### Text segment
+-------+

The Nizkor Project: Remembering the Holocaust (Shoah)

The Trial of Adolf Eichmann
Session 108
(Part 2 of 4)

Dr. Servatius: He goes on to say:
"I was at the time put on the train without any further instructions." As far as I remember, witness Hoettl said he travelled with Kaltenbrunner."
On the same page, he then says again:
"In actual fact I was never Reich Plenipotentiary. I am a layman in these matters."
On page 11, the second paragraph:
"As I see things, without the active co-operation of the Hungarians, it would not have been possible to carry out the anti-Jewish operations. It is only when you are strong that you can threaten and force things through. However, in 1943 we were no longer strong, and in 1944 we were weak."
On page 12, at the bottom, where he answers the seventh question, "What was the assignment of the Eichmann Special Commando?," he says the following:
"I cannot say anything precise about this. I did not have any dealings with Eichmann about this matter, nor was I kept informed by him. As far as I know, I only saw Eichmann once, when he presented himself to me. This was not immediately after the entry of the German forces, but a little later. However, it cannot have been too late, as Winkelmann later ruled that it was no longer permitted for SS personnel (offices) to have direct dealings with the legation. I knew that the Eichmann Special Commando was engaged in the deportations of Jews. At the time the concept of the `Final Solution' was completely unknown to me. I did not hear about this until Nuremberg."
On page 13, the witness comments on document No. 212,* {*T/1235} point 4. This concerns foreign Jews in Hungary. At the bottom it says:
"In some instances we were informed of the decision, insofar as we had to give an account to the Hungarian authorities. In other cases, the decision taken in Berlin was sent directly - as I assume - to the local SS authorities. For example, in the documents it says that Eichmann negotiated with Hungarian offices. If he did this, I assume he did it on the instructions of his superiors, because in the Third Reich it would have been very dangerous to undertake anything like this without instructions. If we learned about these negotiations, we reported on them. As to Eichmann's powers, I myself have no knowledge."
On page 15, the witness replies to a question from the Attorney General as to which German authority dealt with the foot march. He says the following:
"I cannot say that. I assume that it even took place with, at the very least, considerable participation by the Hungarian authorities. At that time all German authorities, including the legation, had to release for service at the front anyone they could at all do without. Therefore, the German authorities would simply no longer have had the personnel to organize and carry through the foot march on their own. It was one of their last attempts; nor did it have any real purpose.

+-------+

### Work to do
#1 According to the Eichmann trial transcript, when did the witness first hear about the concept of the "Final Solution"?
#2 Return the stretch of the Eichmann trial transcript from "On page 15, the" through "any real purpose.", copied word for word.
#3 Resume the Eichmann trial transcript, picking up right after its last sentence.

### Supplied records
+-------+

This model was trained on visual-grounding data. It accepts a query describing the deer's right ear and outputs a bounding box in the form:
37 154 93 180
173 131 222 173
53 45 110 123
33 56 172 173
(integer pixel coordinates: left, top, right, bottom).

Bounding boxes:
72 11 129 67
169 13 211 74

+-------+

### Outputs in order
#1 He did not hear about it until Nuremberg.

#2
On page 15, the witness replies to a question from the Attorney General as to which German authority dealt with the foot march. He says the following:
"I cannot say that. I assume that it even took place with, at the very least, considerable participation by the Hungarian authorities. At that time all German authorities, including the legation, had to release for service at the front anyone they could at all do without. Therefore, the German authorities would simply no longer have had the personnel to organize and carry through the foot march on their own. It was one of their last attempts; nor did it have any real purpose.

#3
"The foot march crumbled en route. As far as I remember, the matter was reported to me at the time. I made enquiries of the Hungarian authorities. I was told that there was no fuel, nor were any trains running. The Danube was mined. In my view, there was no point in sending tired people off in this way to act as labourers. I no longer remember what the weather was like at the time."

On page 16, the witness replies to a question from the representative of the Prosecution:
"Were you involved in the confiscation of Jewish assets, and did you know about this?"
"No, with one exception. That was the case of the Weiss-Manfred Works. I only found out about this matter as the result of a complaint from the Hungarian Government to me. At approximately the same time, Standartenfuehrer Becher came to see me. The Works were to be transferred to the ownership of the SS. I was to obtain the consent of the Hungarian Government for this. The Hungarian Government objected in very strong terms. I passed on their protests to Berlin, as I thought it unwise at this point in time, to annoy the Hungarians by such a measure which was totally insignificant for the War. I also wished at that time to notify Berlin of the contracts for the conveyance, and asked Becher to give them to me. He refused."
Dr. Servatius: There is then a discussion of the measures against the Jews of Budapest, and document No. 666, page 4, is shown. On this the witness explains...

Judge Raveh: But this document has not yet been submitted to us.

Dr. Servatius: But it says here:

"The representative of Counsel for the Accused asked for document No. 666 to be shown to the witness. The witness stated on document No. 666, page 4, which was shown to him..."
Presiding Judge: If this document has not yet been submitted to us, we must now look at it.

Dr. Servatius: I should like to submit it - but I do not have it here with me.

Presiding Judge: The same applies to exhibit T/797 as well - this has not yet been submitted either. It is referred to on the same page, is it not? I suggest that when you get a chance, you go right through these statements and then submit any documents still missing - because otherwise we will not be able to follow the evidence properly.

Dr. Servatius: I shall subsequently submit this document at some later stage.

On page 18, the witness states:

"I remember that there were fears of an uprising as a result of the great concentration of Jews in Budapest. The plan was to decentralize the Jews in camps in Western Hungary. Where this plan came from, I am unable to say. My visits to Lakatos were probably made in this connection. In such a case I could not receive instructions from any SS office, but only from the Foreign Ministry. It may be that for security reasons, the security authorities in the Reich required the Foreign Ministry to take such measures. The only case where I was approached directly by an SS department to negotiate with the Hungarian Government was when Becher came to see me about the Weiss-Manfred Works."
Presiding Judge: Is that all?

Dr. Servatius: From this document, yes.

Presiding Judge: Mr. Hausner, what do you wish to say?

Attorney General: We do not need to quote anything from this statement.

Presiding Judge: I have marked Veesenmayer's statement XIII. Since the Attorney General does not wish to read anything out, who is next, Dr. Servatius?

Dr. Servatius: Your Honour, I should in this connection like to read out passages from the Nuremberg judgment, Case 11, about the Veesenmayer case, in conjunction with this statement by the witness.

Presiding Judge: All right.

Dr. Servatius: For the moment, I have only three copies available; I have, for the time being, given one to the interpreter, so that he has it available for his translation.

Presiding Judge: Do you want everything to be translated?

Dr. Servatius: No, there are just a few passages I wish to read out.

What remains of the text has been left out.